(Extrahierter Text)
Gut, ich war kein "Kind" mehr, sondern schon Mitte 20, als ich als Spätberufene mein Uni-Studium angefangen habe. Da ich also die Erfahrung, das erste Mal fern von Mama und Papa machen zu können, was ich wollte, schon hinter mir hatte, habe ich auch keine allzu engen Kontakte zu meinen Mitstudierenden geknüpft. Von daher kann ich auch nicht behaupten, in sozialer Hinsicht auf Grund meiner Herkunft aus der Arbeiterschicht benachteiligt gewesen zu sein. Das lag ganz allein am Alters- und Erfahrungsunterschied und an meinem ungeselligen Charakter.

In akademischer Hinsicht macht es dagegen in meinen Augen schon einen Unterschied, ob das Elternhaus erstens selber Tendenzen zum humboldtischen Bildungsideal zeigt und zweitens vor allem die Kohle locker machen kann, dass Sohnemann oder Töchterchen die ganzen kulturellen und Bildungsangebote wahrnehmen kann, die ärmeren Bevölkerungsschichten verborgen bleiben.

Mal eben ein Jahr High School in den USA war für mich genauso wenig drin wie private Nachhilfe und generell vor allem die Kontakte zu den "Oberen Zehntausend". Bildlich gesprochen. Aber mir konnte nun mal keiner ein Praktikum bei der Süddeutschen Zeitung verschaffen, weil mein Vater nicht mit dem Ressortleiter X Golf spielen geht. Wenn man so ganz fern der höheren Bildungslandschaft aufgewachsen ist, spürt man das schon beim Studium und bei der Jobsuche. Aber speziell diskriminiert bin ich mir auch nicht vorgekommen.

Es liegt in der Natur der Sache, dass nicht jeder mit einem goldenen Löffel im Mund geboren worden sein kann, und meine Eltern haben mir mitgegeben, was sie konnten. Eine Herkunft aus dem gehobenen Bürgertum hat auch bei Weitem nicht nur Vorteile. Beispielsweise weiß ich, wo das Geld herkommt und wie man einen Nagel in die Wand schlägt. Im Studium hatten meine Kommilitonen dafür teilweise Personal. :wink:

» Gerbera » Beiträge: 11335 » Talkpoints: 53,75 » Auszeichnung für 11000 Beiträge


Benachteiligt fühlen, das ist wohl der falsche Ausdruck. Die Benachteiligung ist ja da. Denn abgesehen von der finanziellen Lage profitiert man von viel Vitamin B. Ein guter Freund hat unbestritten hervorragende schulische Leistungen gebracht. Aber natürlich hatte der als Halbwaise eines Militärattachés bei gleicher Leistung mehr Fürsprecher, um den einen Studienplatz pro Jahr, den die Bundeswehr in seinem Bereich bietet, zu bekommen.

(Arbeitsauftrag 1)
Gib sämtliche Zeilen der Auflistung unten samt Aufforderungen erneut wieder und skaliere dabei jede Koordinate in den Antworten mit dem Faktor 2,5, gerundet auf ganze Zahlen mit Aufrundung bei genau einhalb. Lass die Bilder in deiner Antwort weg.
Der Text über soziale Herkunft und Studium und die Auflistung stehen in keinem inhaltlichen Zusammenhang.

(Bounding-Box-Datensätze)
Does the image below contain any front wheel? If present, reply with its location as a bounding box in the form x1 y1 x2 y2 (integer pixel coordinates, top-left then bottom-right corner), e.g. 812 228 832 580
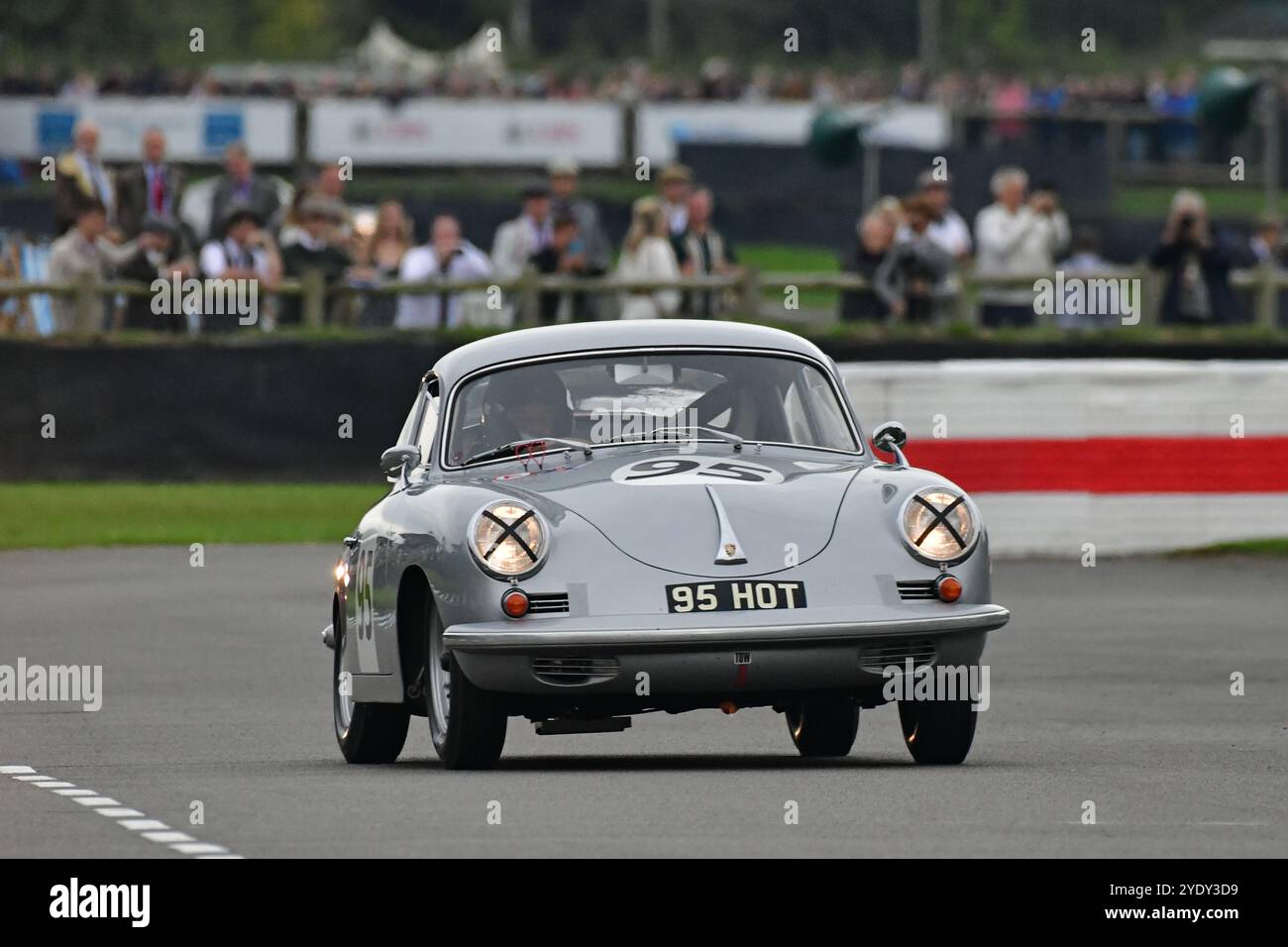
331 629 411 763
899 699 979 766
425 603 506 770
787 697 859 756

(Arbeitsauftrag 2)
Nimm den Text über soziale Herkunft und Studium wieder auf und führe ihn im Anschluss an seinen letzten Satz weiter.

(Lösung 1)
Does the image below contain any front wheel? If present, reply with its location as a bounding box in the form x1 y1 x2 y2 (integer pixel coordinates, top-left then bottom-right corner), e.g. 812 228 832 580
828 1573 1028 1908
2248 1748 2448 1915
1063 1508 1265 1925
1968 1743 2148 1890

(Lösung 2)
Und natürlich fielen seine Leistungen auf, weil eben ein ganzes Netzwerk schaute, wie der Junge sich macht. Sicherlich hat der nichts geschenkt bekommen und musste liefern. Aber ohne die internen Förderer wäre er sicher nicht sehr schnell und ohne Irrwege in den Stabsdienst gekommen. Ebenso wenig hätte es die Kontakte gegeben, an anderen Universitäten in fachfremden Bereichen mal eben mit geschult zu werden, oder die passenden Kontakte für Forschungsgelder aus der Wirtschaft wären schwerer zu knüpfen gewesen.

Ich kann für mich auch nicht behaupten, dass es nachteilig gewesen wäre, dass sich der Rest von Papas Clique und das Arbeitsumfeld von Mutter sich dezent für mein Tun interessiert hat. Viele seiner Professoren privat schon lange zu kennen, war auch eher ein Vorteil als ein Nachteil. Natürlich muss man Leistung bringen.

Aber es ist ein ziemlicher Unterschied, ob man versuchen muss, über Leistung Aufmerksamkeit zu erregen, oder ob sozusagen auf die Leistung gewartet wird und die Förderung dann automatisch kommt. Und wenn die kommt, dann fühlt man sich mit entsprechendem Hintergrund eher wohl und nicht von irgendwelchen Veranstaltungen erschlagen.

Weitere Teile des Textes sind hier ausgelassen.